*Challenge*: Copy all of the material below word for word, but leave out the pictures.
----------------
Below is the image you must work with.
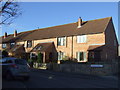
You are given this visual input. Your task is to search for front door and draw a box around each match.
[94,51,101,62]
[88,51,101,62]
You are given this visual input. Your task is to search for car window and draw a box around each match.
[15,59,27,65]
[2,60,13,64]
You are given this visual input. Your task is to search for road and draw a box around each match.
[2,69,118,88]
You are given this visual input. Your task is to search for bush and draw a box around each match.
[2,50,8,57]
[37,53,43,63]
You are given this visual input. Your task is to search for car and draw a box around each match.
[0,57,30,80]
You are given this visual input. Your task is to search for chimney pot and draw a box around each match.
[78,17,82,28]
[4,32,7,38]
[14,30,17,37]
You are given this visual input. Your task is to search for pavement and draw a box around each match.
[31,68,119,80]
[2,68,118,89]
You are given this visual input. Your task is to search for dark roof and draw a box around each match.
[88,45,104,51]
[0,17,112,43]
[8,45,24,53]
[0,31,33,43]
[31,42,53,52]
[23,17,111,40]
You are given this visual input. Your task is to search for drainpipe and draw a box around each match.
[71,36,73,59]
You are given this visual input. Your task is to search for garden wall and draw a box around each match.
[47,62,118,75]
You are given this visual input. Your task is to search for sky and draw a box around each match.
[2,2,118,43]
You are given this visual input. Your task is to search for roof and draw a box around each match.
[9,45,24,53]
[2,17,112,43]
[88,45,104,51]
[23,17,111,40]
[31,42,53,52]
[0,31,33,43]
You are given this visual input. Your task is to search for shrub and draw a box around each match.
[37,53,43,63]
[2,50,8,57]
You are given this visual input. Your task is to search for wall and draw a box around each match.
[104,19,118,60]
[19,33,105,62]
[47,62,118,76]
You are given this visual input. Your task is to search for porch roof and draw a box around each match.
[88,45,104,51]
[30,42,53,52]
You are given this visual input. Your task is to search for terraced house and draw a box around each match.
[1,17,118,63]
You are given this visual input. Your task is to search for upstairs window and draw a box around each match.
[58,52,65,60]
[10,42,15,48]
[57,37,66,46]
[114,40,117,46]
[77,35,87,43]
[2,44,7,48]
[76,52,86,61]
[27,40,32,48]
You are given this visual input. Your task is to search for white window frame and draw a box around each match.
[77,35,87,43]
[27,40,32,48]
[10,42,15,47]
[57,37,66,46]
[2,43,7,48]
[58,52,65,60]
[76,51,87,61]
[114,40,117,46]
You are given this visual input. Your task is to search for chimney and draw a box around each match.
[4,32,7,38]
[14,30,17,37]
[78,17,82,28]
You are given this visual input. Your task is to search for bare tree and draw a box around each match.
[0,0,21,25]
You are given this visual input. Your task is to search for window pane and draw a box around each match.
[77,35,86,43]
[2,44,6,48]
[27,41,32,47]
[57,37,66,46]
[76,52,86,61]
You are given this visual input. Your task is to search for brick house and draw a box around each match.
[1,17,118,63]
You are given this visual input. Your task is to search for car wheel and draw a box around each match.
[24,76,30,81]
[6,72,13,81]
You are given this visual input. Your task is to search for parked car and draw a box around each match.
[0,57,30,80]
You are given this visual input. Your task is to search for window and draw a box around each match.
[58,52,65,60]
[114,40,116,46]
[2,44,7,48]
[15,59,27,65]
[76,52,86,61]
[10,42,15,48]
[27,41,32,48]
[57,37,66,46]
[77,35,87,43]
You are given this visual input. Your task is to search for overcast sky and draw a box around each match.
[2,2,118,43]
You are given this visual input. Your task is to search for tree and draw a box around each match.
[0,0,21,25]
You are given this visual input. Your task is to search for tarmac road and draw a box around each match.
[2,69,118,89]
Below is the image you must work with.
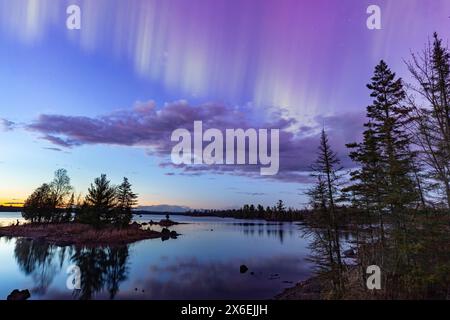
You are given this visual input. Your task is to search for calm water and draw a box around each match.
[0,213,312,299]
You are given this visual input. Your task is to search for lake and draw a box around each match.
[0,213,313,299]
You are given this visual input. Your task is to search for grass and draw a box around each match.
[0,223,167,246]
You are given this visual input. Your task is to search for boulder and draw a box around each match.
[343,249,356,258]
[6,289,31,301]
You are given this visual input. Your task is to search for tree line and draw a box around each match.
[308,33,450,298]
[22,169,138,227]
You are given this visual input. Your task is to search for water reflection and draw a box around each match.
----------------
*Answer*:
Below is the image you must work with.
You are given this visual input. Your task is to search for front door and draw a box around each match.
[94,51,101,62]
[88,51,101,62]
You are given this visual input. Your task is to search for car window and draw a box around each match.
[15,59,27,65]
[2,60,13,64]
You are given this visual input. Your task is to search for road and draw a box around each match.
[2,69,118,88]
You are given this visual input. Your task is to search for bush and draw a box around each match.
[2,50,8,57]
[37,53,43,63]
You are given this visual input. Your task is to search for car and draw a box around each match.
[0,57,30,80]
You are given this visual input. Your task is to search for chimney pot and draw a box around each match.
[78,17,82,28]
[4,32,7,38]
[14,30,17,37]
You are given this visual input. Your task is to search for pavement and draw a box around each match.
[31,68,119,80]
[2,68,118,89]
You are given this visual input. Your task is to search for dark roof and draw a box around each match.
[88,45,104,51]
[0,17,112,43]
[8,45,24,53]
[0,31,33,43]
[31,42,53,52]
[23,17,111,40]
You are given this visual input. Your task is to search for drainpipe and draw a box around each match.
[71,36,73,59]
You are given this visual input. Your task is to search for garden wall and draw a box around each match.
[47,62,118,75]
You are given this visual input. Your task is to search for sky and draw a box around each match.
[2,2,118,43]
You are given this visual input. Your task is to search for roof and draw a box around each match.
[9,45,24,53]
[2,17,112,43]
[88,45,104,51]
[23,17,111,40]
[31,42,53,52]
[0,31,33,43]
You are given this visual input. Your task is to search for shrub and draw a box around each match.
[37,53,43,63]
[2,50,8,57]
You are given this visual input. Your task is to search for wall and draw a box around each match.
[104,19,118,60]
[19,33,105,62]
[47,62,118,76]
You are given this visual input. Your task is to search for porch roof and draw a box around each match.
[88,45,104,51]
[30,42,53,52]
You are given this visual input. Your task is to search for terraced house and draw a box around each match.
[1,17,118,63]
You are given this visual input. Your task is to search for upstairs window and draw a box around each match.
[58,52,65,60]
[10,42,15,48]
[57,37,66,46]
[114,40,117,46]
[77,35,87,43]
[2,44,7,48]
[76,52,86,61]
[27,40,32,48]
You are given this visual input. Your task is to search for white window frame and draw a box around each match.
[77,35,87,43]
[27,40,32,48]
[10,42,15,47]
[57,37,66,46]
[2,43,7,48]
[58,52,65,60]
[76,51,87,61]
[114,40,117,46]
You are given this visual input. Your task is to search for chimney and draw a box around each match.
[4,32,7,38]
[14,30,17,37]
[78,17,82,28]
You are given this visual input. Your task is to search for bare tree and draw a box around each match.
[0,0,21,25]
You are given this visual input. Your task is to search for window pane and draw a box around each match.
[77,35,86,43]
[2,44,6,48]
[27,41,32,47]
[57,37,66,46]
[76,52,86,61]
You are given this visual input. Your task is to search for brick house and draw a box around each match.
[1,17,118,63]
You are given this visual input. Your task is to search for car wheel and draw a box around each match.
[24,76,30,81]
[6,72,13,81]
You are given this visual input. Your task is to search for parked car and draw a box around each match.
[0,57,30,80]
You are given this visual input. Your task is to search for window and draw a box around each match.
[58,52,65,60]
[114,40,116,46]
[2,44,7,48]
[15,59,27,65]
[76,52,86,61]
[10,42,15,48]
[27,41,32,48]
[57,37,66,46]
[77,35,87,43]
You are given this visual input. Your task is to search for overcast sky and draw a box around each match.
[2,2,118,43]
You are given this visual input. Your task is to search for tree and draw a box around each match.
[0,0,21,25]
You are given this visual input. Your task is to search for tarmac road and draw a box around each match.
[2,69,118,89]
Below is the image you must work with.
You are given this visual input. Your task is to search for calm water and draw a box around each match.
[0,213,312,299]
You are given this visual input. Your task is to search for lake and draw a box around each match.
[0,213,313,299]
You are given this visual input. Your task is to search for grass and draw a box around each match.
[0,223,167,246]
You are given this visual input. Your task is to search for boulder and draw a box around each match.
[343,249,356,258]
[6,289,31,301]
You are given this visual input. Your task is to search for tree line and draw a box around each match.
[308,33,450,298]
[22,169,138,227]
You are given this visual input. Your task is to search for water reflection and draw a box around each match.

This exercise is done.